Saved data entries
+ + +
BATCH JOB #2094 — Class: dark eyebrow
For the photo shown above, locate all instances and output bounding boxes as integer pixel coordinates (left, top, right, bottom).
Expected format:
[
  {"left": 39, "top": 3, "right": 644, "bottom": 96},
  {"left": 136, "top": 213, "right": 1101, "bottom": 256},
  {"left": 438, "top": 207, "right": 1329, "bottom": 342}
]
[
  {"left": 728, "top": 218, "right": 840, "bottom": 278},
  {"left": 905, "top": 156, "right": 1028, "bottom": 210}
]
+ + +
Edit all of the records above by replacing "dark eyebrow" with "bushy eyebrow", and leave every other part unchanged.

BATCH JOB #2094 — Class: bushy eyebrow
For the photo shown above, locate all instances and output bounding boxes as integer pixel coordinates (left, top, right, bottom).
Expected format:
[
  {"left": 39, "top": 3, "right": 644, "bottom": 96},
  {"left": 136, "top": 213, "right": 1101, "bottom": 256},
  {"left": 438, "top": 207, "right": 1329, "bottom": 342}
]
[
  {"left": 728, "top": 218, "right": 840, "bottom": 278},
  {"left": 905, "top": 156, "right": 1028, "bottom": 210}
]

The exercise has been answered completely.